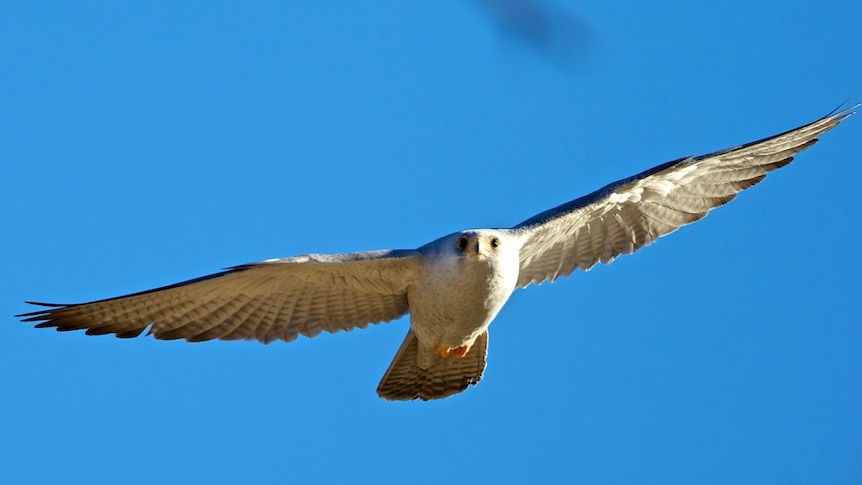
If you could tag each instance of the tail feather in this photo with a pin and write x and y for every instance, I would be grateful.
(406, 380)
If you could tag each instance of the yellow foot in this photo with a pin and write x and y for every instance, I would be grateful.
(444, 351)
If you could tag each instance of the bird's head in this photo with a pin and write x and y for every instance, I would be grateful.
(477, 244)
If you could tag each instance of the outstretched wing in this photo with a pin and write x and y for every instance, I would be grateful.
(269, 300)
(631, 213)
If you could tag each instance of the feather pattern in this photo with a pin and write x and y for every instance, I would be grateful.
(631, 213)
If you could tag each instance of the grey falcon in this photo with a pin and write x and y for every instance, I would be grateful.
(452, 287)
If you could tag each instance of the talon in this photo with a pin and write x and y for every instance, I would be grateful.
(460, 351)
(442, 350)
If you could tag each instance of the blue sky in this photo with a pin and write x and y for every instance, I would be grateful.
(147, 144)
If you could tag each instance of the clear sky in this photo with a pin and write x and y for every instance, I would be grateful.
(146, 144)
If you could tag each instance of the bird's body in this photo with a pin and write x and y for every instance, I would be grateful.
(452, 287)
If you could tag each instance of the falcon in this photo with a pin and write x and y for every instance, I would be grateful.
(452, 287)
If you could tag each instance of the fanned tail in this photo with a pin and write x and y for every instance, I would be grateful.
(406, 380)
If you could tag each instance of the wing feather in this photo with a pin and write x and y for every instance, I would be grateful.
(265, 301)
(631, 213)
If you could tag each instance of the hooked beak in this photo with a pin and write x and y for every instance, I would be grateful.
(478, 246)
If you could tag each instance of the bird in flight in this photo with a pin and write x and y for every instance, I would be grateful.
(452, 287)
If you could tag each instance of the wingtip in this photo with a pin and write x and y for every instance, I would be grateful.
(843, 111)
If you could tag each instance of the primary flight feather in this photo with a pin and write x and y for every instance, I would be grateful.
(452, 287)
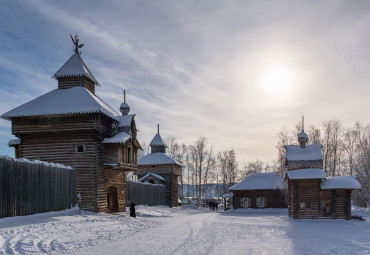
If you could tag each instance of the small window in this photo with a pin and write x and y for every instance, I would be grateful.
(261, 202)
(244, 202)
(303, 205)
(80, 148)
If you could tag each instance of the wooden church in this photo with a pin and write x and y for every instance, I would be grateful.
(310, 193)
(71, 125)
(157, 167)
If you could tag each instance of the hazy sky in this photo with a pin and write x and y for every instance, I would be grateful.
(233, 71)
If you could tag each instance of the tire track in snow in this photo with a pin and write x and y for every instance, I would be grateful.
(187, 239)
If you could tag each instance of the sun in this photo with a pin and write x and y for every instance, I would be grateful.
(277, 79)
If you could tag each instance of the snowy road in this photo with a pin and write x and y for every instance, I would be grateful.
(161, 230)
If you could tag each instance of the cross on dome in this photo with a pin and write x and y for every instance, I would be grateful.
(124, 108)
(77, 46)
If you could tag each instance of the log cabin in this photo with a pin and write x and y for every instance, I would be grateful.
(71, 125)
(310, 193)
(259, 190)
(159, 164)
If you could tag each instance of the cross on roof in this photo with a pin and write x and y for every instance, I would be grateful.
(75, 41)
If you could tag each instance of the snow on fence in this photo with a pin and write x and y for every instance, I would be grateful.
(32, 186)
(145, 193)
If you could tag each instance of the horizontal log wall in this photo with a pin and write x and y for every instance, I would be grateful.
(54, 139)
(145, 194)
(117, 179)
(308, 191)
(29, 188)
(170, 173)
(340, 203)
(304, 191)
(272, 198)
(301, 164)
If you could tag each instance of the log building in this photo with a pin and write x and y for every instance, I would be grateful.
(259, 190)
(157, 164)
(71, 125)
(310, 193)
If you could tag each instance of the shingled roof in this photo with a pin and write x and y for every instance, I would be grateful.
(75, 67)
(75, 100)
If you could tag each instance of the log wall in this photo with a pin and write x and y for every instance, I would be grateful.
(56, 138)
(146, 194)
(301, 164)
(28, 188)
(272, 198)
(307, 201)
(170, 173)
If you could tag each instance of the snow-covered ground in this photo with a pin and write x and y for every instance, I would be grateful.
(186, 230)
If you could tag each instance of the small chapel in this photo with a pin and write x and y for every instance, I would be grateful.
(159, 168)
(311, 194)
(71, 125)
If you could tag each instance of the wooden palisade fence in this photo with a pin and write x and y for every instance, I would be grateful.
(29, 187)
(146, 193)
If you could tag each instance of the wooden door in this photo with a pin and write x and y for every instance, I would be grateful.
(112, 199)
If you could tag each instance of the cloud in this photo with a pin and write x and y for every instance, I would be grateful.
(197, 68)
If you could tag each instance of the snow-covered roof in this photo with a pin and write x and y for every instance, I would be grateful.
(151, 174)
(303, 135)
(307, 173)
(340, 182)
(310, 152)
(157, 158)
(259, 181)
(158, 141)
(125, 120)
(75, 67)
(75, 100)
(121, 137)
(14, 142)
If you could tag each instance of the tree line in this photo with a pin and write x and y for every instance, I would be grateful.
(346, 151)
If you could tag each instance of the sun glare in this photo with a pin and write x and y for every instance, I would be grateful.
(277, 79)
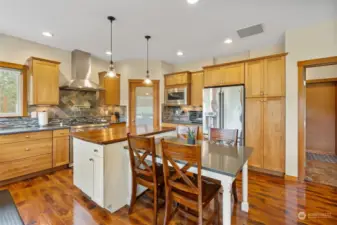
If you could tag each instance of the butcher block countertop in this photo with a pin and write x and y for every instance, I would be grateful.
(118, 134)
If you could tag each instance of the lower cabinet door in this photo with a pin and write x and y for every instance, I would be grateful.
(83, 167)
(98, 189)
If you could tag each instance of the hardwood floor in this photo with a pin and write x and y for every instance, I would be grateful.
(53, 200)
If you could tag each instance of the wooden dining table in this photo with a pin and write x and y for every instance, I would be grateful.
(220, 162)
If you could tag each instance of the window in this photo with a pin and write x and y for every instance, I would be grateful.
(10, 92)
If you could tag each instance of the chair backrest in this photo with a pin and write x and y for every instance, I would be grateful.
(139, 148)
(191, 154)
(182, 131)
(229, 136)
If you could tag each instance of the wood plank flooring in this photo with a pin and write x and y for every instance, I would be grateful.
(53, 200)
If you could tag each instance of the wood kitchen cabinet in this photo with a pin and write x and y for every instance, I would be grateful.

• _Given task_
Reproduce the records above exactly, starting with the line that contains "If you could tag each instance of the wooden dining" and ending with the last line.

• _Task answer_
If you could tag each instance of the wooden dining table in this photo with a pin and write x and y for every instance, I would be grateful.
(220, 162)
If you could tag each instance of the window in this photo with a pin and write x and y for every instance, I would be grateful.
(10, 92)
If you could tag each instance of the chair backrest in this photo with a pin and write x and y for every instance, I would be grateful.
(139, 148)
(191, 154)
(182, 131)
(229, 136)
If you could tag each instance of the wood plank flooring in this photo with a pin and write x and y for every instance, I would be grateful.
(53, 200)
If you could tag each instance of the wood kitchen cabinet in this photo with a pin and write x and y for every instance, I would be grateful.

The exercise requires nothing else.